___ Brano di testo ___

Tra la fine del XIX e la prima metà del XX secolo, negli imperi coloniali europei, lo studio e la cura dei disturbi mentali degli «indigeni», dei «nativi», quello che chiamiamo «psichiatria coloniale», ebbero una rilevanza marginale in organizzazioni sanitarie impegnate principalmente nel contrasto alle malattie tropicali.
Gli psichiatri italiani che lavorarono in colonia e comunque fuori dall’Europa, si contano sulla punta delle dita di una mano e la psichiatria italiana «metropolitana» ignorò di fatto la questione. I contributi e gli interventi italiani in tema di psichiatria coloniale furono scarsi sia qualitativamente che quantitativamente rispetto a quelli elaborati da colleghi francesi, britannici, tedeschi, olandesi.
Propongo le considerazioni che Giorgio Ruata, medico psichiatra, pubblicò nel 1907, ai margini della sua esperienza di lavoro dal 1894 al 1903 all’Ospicio Nacional de Alienados di Rio de Janeiro.

___ Estratti delle voci ___

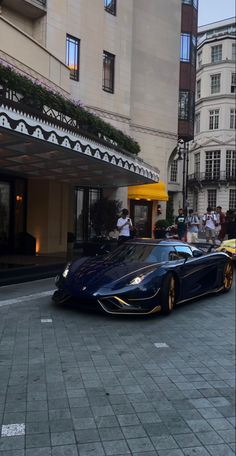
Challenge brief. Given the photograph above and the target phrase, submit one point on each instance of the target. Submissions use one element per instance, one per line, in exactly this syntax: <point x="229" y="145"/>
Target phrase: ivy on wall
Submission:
<point x="35" y="96"/>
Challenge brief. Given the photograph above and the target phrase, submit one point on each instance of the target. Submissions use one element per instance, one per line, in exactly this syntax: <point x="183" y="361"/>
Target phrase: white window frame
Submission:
<point x="233" y="82"/>
<point x="214" y="119"/>
<point x="216" y="53"/>
<point x="198" y="89"/>
<point x="197" y="122"/>
<point x="234" y="51"/>
<point x="211" y="197"/>
<point x="232" y="198"/>
<point x="215" y="83"/>
<point x="197" y="161"/>
<point x="232" y="124"/>
<point x="212" y="165"/>
<point x="230" y="164"/>
<point x="174" y="171"/>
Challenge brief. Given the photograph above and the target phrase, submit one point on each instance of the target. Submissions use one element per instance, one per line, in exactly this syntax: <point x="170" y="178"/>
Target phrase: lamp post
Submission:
<point x="183" y="154"/>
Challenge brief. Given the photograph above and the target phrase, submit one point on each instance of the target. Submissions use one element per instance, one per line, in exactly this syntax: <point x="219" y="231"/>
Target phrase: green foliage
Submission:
<point x="104" y="214"/>
<point x="36" y="96"/>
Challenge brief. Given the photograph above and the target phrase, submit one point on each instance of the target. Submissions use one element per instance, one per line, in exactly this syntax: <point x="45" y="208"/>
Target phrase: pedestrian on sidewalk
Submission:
<point x="209" y="221"/>
<point x="124" y="226"/>
<point x="193" y="223"/>
<point x="221" y="223"/>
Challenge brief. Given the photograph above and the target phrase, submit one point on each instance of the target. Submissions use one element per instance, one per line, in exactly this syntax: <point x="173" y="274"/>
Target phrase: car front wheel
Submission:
<point x="228" y="276"/>
<point x="168" y="294"/>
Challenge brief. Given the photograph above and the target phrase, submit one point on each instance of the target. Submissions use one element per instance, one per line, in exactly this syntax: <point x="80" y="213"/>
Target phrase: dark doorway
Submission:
<point x="84" y="198"/>
<point x="141" y="215"/>
<point x="12" y="212"/>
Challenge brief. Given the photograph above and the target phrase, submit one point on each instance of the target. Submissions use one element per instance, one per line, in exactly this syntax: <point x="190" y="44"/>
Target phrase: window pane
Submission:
<point x="108" y="72"/>
<point x="231" y="164"/>
<point x="232" y="199"/>
<point x="185" y="47"/>
<point x="174" y="171"/>
<point x="215" y="83"/>
<point x="214" y="119"/>
<point x="184" y="105"/>
<point x="232" y="118"/>
<point x="233" y="82"/>
<point x="211" y="198"/>
<point x="213" y="165"/>
<point x="197" y="164"/>
<point x="216" y="53"/>
<point x="72" y="56"/>
<point x="110" y="6"/>
<point x="233" y="51"/>
<point x="197" y="122"/>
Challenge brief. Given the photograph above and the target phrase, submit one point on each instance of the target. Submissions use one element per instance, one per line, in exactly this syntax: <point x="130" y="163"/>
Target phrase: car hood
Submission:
<point x="95" y="273"/>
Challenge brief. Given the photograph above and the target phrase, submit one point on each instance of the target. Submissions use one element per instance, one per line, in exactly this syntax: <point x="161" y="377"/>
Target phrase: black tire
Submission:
<point x="228" y="276"/>
<point x="168" y="294"/>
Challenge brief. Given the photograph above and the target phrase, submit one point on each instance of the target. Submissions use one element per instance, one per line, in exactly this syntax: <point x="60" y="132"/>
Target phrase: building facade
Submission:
<point x="120" y="60"/>
<point x="212" y="170"/>
<point x="178" y="162"/>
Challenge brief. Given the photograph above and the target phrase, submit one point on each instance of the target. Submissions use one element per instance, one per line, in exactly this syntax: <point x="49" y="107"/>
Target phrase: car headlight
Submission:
<point x="66" y="270"/>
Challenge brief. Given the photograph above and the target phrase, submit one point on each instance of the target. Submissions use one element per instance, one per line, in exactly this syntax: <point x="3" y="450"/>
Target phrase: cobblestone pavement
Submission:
<point x="75" y="383"/>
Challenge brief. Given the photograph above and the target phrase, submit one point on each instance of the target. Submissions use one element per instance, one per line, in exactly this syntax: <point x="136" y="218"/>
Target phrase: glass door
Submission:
<point x="4" y="216"/>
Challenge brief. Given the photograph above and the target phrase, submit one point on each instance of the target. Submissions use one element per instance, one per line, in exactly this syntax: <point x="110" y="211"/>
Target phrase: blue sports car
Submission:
<point x="144" y="277"/>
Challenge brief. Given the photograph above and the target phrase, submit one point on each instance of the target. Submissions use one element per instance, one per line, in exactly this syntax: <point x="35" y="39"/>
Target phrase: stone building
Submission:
<point x="212" y="166"/>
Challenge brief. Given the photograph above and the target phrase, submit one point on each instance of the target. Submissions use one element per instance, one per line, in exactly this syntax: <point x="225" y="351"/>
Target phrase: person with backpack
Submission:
<point x="192" y="226"/>
<point x="181" y="225"/>
<point x="209" y="221"/>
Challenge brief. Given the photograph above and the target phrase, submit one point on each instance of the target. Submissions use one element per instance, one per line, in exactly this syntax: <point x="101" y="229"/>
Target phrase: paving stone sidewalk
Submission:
<point x="85" y="384"/>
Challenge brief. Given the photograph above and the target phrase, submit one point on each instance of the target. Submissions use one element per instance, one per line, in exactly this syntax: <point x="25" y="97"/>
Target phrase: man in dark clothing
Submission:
<point x="181" y="225"/>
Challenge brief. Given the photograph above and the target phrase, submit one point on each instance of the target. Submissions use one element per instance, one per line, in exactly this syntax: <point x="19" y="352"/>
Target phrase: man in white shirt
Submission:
<point x="209" y="220"/>
<point x="124" y="225"/>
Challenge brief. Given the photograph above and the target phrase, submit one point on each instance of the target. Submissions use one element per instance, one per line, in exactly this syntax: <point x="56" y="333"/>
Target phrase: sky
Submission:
<point x="215" y="10"/>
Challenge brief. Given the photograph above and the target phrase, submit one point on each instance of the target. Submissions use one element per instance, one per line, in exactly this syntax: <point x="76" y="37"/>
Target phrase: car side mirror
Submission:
<point x="197" y="253"/>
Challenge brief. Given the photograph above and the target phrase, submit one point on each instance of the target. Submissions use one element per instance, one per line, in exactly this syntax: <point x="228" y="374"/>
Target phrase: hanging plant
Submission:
<point x="35" y="95"/>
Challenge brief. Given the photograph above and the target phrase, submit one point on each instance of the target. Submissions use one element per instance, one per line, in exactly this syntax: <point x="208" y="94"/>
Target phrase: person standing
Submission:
<point x="181" y="225"/>
<point x="221" y="221"/>
<point x="209" y="221"/>
<point x="124" y="226"/>
<point x="192" y="226"/>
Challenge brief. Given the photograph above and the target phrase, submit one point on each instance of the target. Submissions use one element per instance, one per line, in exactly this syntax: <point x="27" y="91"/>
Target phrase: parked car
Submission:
<point x="144" y="277"/>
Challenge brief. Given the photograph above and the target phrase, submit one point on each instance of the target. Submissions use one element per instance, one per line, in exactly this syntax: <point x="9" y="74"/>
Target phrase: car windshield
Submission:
<point x="145" y="253"/>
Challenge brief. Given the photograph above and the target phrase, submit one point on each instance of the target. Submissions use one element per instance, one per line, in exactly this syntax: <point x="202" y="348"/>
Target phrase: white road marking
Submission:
<point x="10" y="430"/>
<point x="161" y="345"/>
<point x="26" y="298"/>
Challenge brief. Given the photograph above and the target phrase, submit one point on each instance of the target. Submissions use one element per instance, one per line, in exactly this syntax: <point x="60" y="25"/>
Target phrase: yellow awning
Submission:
<point x="153" y="192"/>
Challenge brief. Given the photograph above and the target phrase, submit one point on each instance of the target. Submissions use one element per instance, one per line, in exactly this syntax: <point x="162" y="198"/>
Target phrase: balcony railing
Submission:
<point x="214" y="177"/>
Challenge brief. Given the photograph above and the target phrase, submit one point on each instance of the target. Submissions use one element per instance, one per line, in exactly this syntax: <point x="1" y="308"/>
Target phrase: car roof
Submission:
<point x="157" y="241"/>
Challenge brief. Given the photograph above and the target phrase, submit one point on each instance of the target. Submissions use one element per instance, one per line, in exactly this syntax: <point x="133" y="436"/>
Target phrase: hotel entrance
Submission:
<point x="12" y="212"/>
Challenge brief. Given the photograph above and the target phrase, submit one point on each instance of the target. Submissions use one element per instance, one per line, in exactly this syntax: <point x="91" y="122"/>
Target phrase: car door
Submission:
<point x="197" y="275"/>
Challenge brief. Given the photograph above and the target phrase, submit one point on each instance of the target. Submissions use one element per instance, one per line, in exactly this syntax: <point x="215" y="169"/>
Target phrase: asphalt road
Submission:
<point x="76" y="383"/>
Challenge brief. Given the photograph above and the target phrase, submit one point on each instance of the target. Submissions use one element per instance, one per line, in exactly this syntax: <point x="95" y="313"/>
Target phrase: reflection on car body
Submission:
<point x="145" y="276"/>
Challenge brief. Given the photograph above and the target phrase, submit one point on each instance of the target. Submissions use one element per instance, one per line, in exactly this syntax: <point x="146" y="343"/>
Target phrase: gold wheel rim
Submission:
<point x="228" y="276"/>
<point x="171" y="300"/>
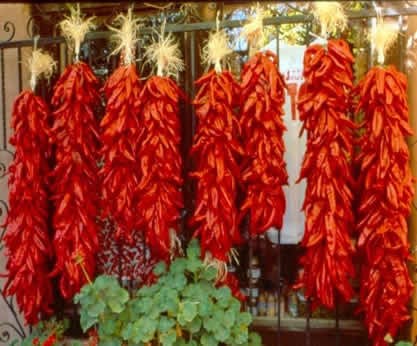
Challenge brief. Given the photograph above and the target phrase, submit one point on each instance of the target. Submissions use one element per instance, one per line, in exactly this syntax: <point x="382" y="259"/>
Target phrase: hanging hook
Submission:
<point x="378" y="11"/>
<point x="35" y="41"/>
<point x="163" y="25"/>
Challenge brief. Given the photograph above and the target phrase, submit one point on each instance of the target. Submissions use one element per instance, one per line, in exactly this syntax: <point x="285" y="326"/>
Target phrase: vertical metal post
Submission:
<point x="308" y="329"/>
<point x="250" y="266"/>
<point x="19" y="68"/>
<point x="279" y="231"/>
<point x="337" y="320"/>
<point x="193" y="78"/>
<point x="66" y="59"/>
<point x="3" y="99"/>
<point x="90" y="56"/>
<point x="279" y="290"/>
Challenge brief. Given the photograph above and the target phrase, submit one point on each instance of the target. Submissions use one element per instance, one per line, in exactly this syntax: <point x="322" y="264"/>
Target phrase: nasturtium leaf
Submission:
<point x="194" y="265"/>
<point x="189" y="310"/>
<point x="178" y="266"/>
<point x="209" y="273"/>
<point x="115" y="306"/>
<point x="94" y="310"/>
<point x="194" y="326"/>
<point x="168" y="338"/>
<point x="205" y="307"/>
<point x="126" y="331"/>
<point x="165" y="324"/>
<point x="222" y="334"/>
<point x="193" y="249"/>
<point x="244" y="318"/>
<point x="86" y="321"/>
<point x="159" y="269"/>
<point x="179" y="281"/>
<point x="209" y="324"/>
<point x="108" y="326"/>
<point x="223" y="294"/>
<point x="208" y="340"/>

___

(Consegna 1):
Secondo il brano sulla psichiatria coloniale, in quale istituto lavorò Giorgio Ruata dal 1894 al 1903?
(Consegna 2):
Continua il brano sulla psichiatria coloniale dopo la sua ultima frase.
Le voci non hanno alcun ruolo in questo lavoro.

(Risposta scritta 1):
All'Ospicio Nacional de Alienados di Rio de Janeiro.

(Risposta scritta 2):
Guido Ruata lavorò poi nel manicomio provinciale di Cuneo e in altre sedi; fu attivo nell’organizzazione della Società italiana di psichiatria negli anni del Fascismo.
Egli discusse nel suo articolo delle patologie psichiatriche degli internati negli asili del Brasile, in particolare delle malattie mentali della razza negra per affere che i negri sono meno evoluti dei bianchi, i loro atti psichici sono meno rapidi, il loro cervello è meno pesante di quello dei bianchi, mentre il cervello dei negri nord americani è più pesante di quello dei negri sudamericani a seguito e per merito degli incroci “razziali”. Stigmate della inferiorità dei neri è l’incompleta evoluzione dei solchi frontali. Pertanto
il cervello di un negro adulto è uguale a quello di un bambino europeo, quindi poco raziocinio e sentimento etico, forte sensualità, passionalità, volubilità, atto a imitare più che a creare.
A peggiorare questa inferiorità biologica si sarebbero aggiunte le conseguenze dell’abolizione della schiavitù (il 13 maggio 1888 la regina Isabella aveva decretato la fine della schiavitù in Brasile), che avrebbe favorito un’ulteriore degenerazione della razza negra per effetto del degrado dei costumi (consumo di alcool, sessualità sfrenata) con aumento di alcoolismo e sifilide.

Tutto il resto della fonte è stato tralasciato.